What to produce: Format the lines below as a Markdown table with two columns, Row and Line, giving each line a row number and leaving out blank lines. Start at the line that contains "# test: mark the fork tine, one", stop after the line that contains "point(192, 334)", and include no other lines.

Records to use:
---------------
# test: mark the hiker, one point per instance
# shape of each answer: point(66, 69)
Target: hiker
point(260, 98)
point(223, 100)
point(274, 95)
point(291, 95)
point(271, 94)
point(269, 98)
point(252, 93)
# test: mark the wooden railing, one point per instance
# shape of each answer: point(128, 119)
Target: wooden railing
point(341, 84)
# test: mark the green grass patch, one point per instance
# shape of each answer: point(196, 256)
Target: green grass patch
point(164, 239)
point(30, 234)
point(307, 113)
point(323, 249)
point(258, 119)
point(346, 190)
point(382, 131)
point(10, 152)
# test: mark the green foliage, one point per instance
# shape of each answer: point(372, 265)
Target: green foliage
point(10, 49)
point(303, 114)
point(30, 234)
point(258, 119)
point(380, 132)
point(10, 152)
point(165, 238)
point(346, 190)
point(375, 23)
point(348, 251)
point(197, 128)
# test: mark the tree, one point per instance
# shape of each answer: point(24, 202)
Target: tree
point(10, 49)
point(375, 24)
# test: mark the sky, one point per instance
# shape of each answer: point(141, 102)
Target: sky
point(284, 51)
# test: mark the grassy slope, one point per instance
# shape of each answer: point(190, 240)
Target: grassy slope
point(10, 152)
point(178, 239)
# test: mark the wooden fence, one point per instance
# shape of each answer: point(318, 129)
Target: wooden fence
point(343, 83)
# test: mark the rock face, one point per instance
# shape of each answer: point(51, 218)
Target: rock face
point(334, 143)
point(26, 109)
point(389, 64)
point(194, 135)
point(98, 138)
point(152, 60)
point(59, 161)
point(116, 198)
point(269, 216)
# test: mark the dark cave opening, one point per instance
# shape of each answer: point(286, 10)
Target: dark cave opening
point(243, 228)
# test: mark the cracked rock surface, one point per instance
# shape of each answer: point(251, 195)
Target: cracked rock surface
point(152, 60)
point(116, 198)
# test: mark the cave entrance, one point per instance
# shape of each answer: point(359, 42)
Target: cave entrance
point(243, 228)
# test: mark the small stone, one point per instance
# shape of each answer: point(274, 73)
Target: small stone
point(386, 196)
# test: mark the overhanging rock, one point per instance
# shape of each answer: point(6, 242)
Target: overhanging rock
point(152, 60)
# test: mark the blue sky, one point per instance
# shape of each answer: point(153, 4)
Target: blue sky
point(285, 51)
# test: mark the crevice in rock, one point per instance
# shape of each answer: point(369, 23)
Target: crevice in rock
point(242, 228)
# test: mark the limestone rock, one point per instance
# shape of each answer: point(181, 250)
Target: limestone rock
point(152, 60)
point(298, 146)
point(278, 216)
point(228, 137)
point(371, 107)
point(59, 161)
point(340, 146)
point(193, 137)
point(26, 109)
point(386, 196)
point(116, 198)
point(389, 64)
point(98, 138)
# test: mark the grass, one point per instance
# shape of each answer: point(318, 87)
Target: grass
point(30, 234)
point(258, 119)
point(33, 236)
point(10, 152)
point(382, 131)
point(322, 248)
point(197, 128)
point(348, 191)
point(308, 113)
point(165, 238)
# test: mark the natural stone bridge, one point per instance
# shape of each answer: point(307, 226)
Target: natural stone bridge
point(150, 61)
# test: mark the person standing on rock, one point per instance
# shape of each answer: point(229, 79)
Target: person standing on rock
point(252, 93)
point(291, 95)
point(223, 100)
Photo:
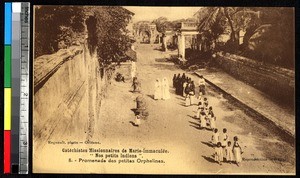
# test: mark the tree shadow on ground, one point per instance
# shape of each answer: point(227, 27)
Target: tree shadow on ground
point(208, 144)
point(195, 125)
point(152, 97)
point(182, 104)
point(167, 66)
point(209, 159)
point(163, 60)
point(193, 117)
point(132, 123)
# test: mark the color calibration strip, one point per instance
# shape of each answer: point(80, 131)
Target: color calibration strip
point(16, 87)
point(7, 87)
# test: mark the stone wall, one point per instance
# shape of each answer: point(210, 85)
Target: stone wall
point(279, 83)
point(67, 94)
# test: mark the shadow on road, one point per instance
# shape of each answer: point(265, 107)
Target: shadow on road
point(163, 60)
point(195, 125)
point(209, 159)
point(152, 97)
point(166, 66)
point(133, 124)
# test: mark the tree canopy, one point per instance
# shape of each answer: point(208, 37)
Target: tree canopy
point(105, 27)
point(269, 31)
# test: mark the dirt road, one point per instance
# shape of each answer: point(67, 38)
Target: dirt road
point(170, 128)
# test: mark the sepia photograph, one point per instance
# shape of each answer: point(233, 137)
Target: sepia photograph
point(163, 90)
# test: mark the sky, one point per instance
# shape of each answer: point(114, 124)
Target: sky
point(151, 13)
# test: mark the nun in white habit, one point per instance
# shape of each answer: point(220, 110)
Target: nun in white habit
point(165, 89)
point(158, 90)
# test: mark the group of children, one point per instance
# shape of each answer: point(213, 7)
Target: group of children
point(225, 150)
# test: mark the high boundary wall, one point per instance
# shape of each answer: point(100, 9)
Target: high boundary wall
point(278, 83)
point(68, 90)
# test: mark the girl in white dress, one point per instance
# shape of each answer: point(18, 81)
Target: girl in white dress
point(198, 111)
point(219, 153)
point(165, 89)
point(213, 122)
point(202, 119)
point(158, 90)
point(224, 138)
point(215, 137)
point(137, 120)
point(237, 151)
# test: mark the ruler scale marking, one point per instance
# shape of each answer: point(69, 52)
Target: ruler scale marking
point(24, 89)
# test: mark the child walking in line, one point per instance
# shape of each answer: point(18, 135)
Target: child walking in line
point(202, 119)
point(237, 151)
point(200, 96)
point(137, 119)
point(215, 137)
point(212, 121)
point(229, 153)
point(205, 102)
point(219, 153)
point(198, 111)
point(224, 138)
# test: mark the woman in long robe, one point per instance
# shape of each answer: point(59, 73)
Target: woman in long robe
point(237, 151)
point(165, 89)
point(158, 90)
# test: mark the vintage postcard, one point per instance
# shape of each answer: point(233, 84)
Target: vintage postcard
point(164, 90)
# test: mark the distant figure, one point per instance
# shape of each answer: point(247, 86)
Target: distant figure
point(165, 89)
point(229, 153)
point(237, 151)
point(133, 69)
point(177, 83)
point(137, 119)
point(136, 85)
point(198, 111)
point(202, 119)
point(215, 137)
point(224, 138)
point(158, 90)
point(184, 85)
point(201, 85)
point(212, 121)
point(174, 80)
point(192, 93)
point(219, 153)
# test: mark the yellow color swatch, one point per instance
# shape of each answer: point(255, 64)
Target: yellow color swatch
point(7, 108)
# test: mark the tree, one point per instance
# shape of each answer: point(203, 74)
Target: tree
point(50, 28)
point(111, 33)
point(162, 24)
point(236, 18)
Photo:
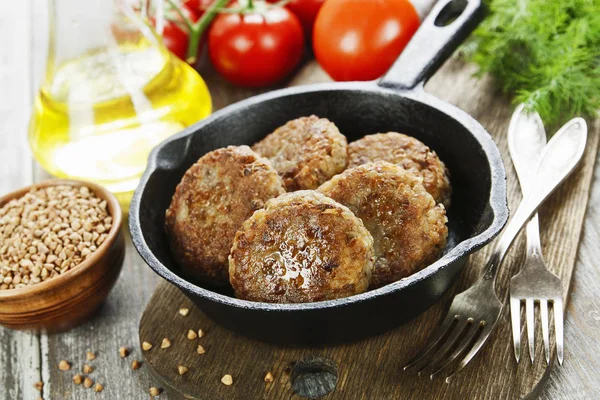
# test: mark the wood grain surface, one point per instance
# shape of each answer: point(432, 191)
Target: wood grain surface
point(26, 358)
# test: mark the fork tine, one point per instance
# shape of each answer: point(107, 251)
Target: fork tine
point(468, 339)
point(485, 332)
point(558, 326)
point(450, 341)
point(515, 316)
point(530, 322)
point(435, 339)
point(545, 334)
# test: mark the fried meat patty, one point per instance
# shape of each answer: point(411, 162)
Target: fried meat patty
point(306, 152)
point(301, 247)
point(215, 196)
point(408, 228)
point(407, 152)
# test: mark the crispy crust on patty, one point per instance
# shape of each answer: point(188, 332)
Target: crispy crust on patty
point(407, 152)
point(302, 247)
point(215, 196)
point(408, 228)
point(306, 152)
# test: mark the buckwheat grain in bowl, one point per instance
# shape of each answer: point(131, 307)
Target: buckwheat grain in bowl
point(61, 250)
point(49, 231)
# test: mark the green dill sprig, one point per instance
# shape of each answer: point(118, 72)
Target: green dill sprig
point(546, 53)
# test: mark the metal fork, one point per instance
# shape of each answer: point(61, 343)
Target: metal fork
point(535, 283)
point(475, 312)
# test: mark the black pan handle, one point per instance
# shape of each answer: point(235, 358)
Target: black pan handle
point(447, 25)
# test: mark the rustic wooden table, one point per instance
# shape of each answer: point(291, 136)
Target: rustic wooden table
point(26, 358)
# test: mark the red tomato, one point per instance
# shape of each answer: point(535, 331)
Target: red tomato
point(360, 40)
point(256, 48)
point(175, 38)
point(306, 11)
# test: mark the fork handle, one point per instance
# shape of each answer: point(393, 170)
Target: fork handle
point(561, 155)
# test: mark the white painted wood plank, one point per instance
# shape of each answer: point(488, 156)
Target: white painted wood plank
point(19, 351)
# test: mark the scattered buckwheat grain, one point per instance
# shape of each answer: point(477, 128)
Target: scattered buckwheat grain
point(227, 380)
point(123, 352)
point(154, 391)
point(87, 382)
point(64, 365)
point(192, 334)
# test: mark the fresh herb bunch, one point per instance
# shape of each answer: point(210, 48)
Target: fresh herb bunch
point(544, 52)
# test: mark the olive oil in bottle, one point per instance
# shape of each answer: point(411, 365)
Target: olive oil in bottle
---------------
Final result:
| Row | Line |
|---|---|
| 1 | # test: mark the fork tine, one point per instance |
| 2 | # shape of each answer: point(107, 251) |
| 3 | Target: fork tine |
| 4 | point(468, 339) |
| 5 | point(485, 332) |
| 6 | point(558, 326) |
| 7 | point(450, 341) |
| 8 | point(515, 316) |
| 9 | point(530, 322) |
| 10 | point(435, 339) |
| 11 | point(545, 334) |
| 12 | # test: mark the fried meat patty, one point per instance |
| 13 | # shape of each answer: point(411, 162) |
| 14 | Target: fried meat patty |
| 15 | point(306, 152) |
| 16 | point(301, 247) |
| 17 | point(215, 196) |
| 18 | point(408, 228) |
| 19 | point(407, 152) |
| 20 | # test: mark the crispy crust on patty, one point per instance |
| 21 | # shape of each answer: point(188, 332) |
| 22 | Target: crispy crust on patty |
| 23 | point(407, 152) |
| 24 | point(302, 247) |
| 25 | point(215, 196) |
| 26 | point(408, 228) |
| 27 | point(306, 152) |
| 28 | # test: mark the buckwheat grain in bowl, one point per instance |
| 29 | # shape of each answer: point(131, 307) |
| 30 | Target: buckwheat grain in bowl |
| 31 | point(61, 250) |
| 32 | point(49, 231) |
| 33 | # test: mark the green dill sprig, one point per instance |
| 34 | # shape of each answer: point(118, 72) |
| 35 | Target: green dill sprig |
| 36 | point(546, 53) |
| 37 | # test: mark the metal fork, one point per instance |
| 38 | # shape of each answer: point(61, 343) |
| 39 | Target: metal fork |
| 40 | point(535, 283) |
| 41 | point(475, 312) |
| 42 | # test: mark the black pan handle, one point per instance |
| 43 | # shape of each answer: point(235, 358) |
| 44 | Target: black pan handle |
| 45 | point(447, 25) |
| 46 | # test: mark the rustic wooden table, one point per instance |
| 47 | # shape of each answer: point(291, 136) |
| 48 | Target: rustic wooden table |
| 49 | point(26, 358) |
| 50 | # test: mark the red tomato, one point per instance |
| 51 | # shape of each answer: point(535, 331) |
| 52 | Target: red tomato |
| 53 | point(360, 40) |
| 54 | point(256, 48) |
| 55 | point(175, 38) |
| 56 | point(306, 11) |
| 57 | # test: mark the fork handle, one point per instance |
| 58 | # shape of each answer: point(393, 170) |
| 59 | Target: fork handle |
| 60 | point(561, 155) |
| 61 | # test: mark the white painted wood plank, one point per instance |
| 62 | # shape of each answer: point(488, 156) |
| 63 | Target: white painted wood plank |
| 64 | point(19, 351) |
| 65 | # test: mark the scattered buckwheat grain, one point per instance |
| 66 | # shape of each answer: point(477, 128) |
| 67 | Target: scattered buckwheat grain |
| 68 | point(227, 380) |
| 69 | point(123, 352) |
| 70 | point(154, 391) |
| 71 | point(87, 382) |
| 72 | point(64, 365) |
| 73 | point(192, 334) |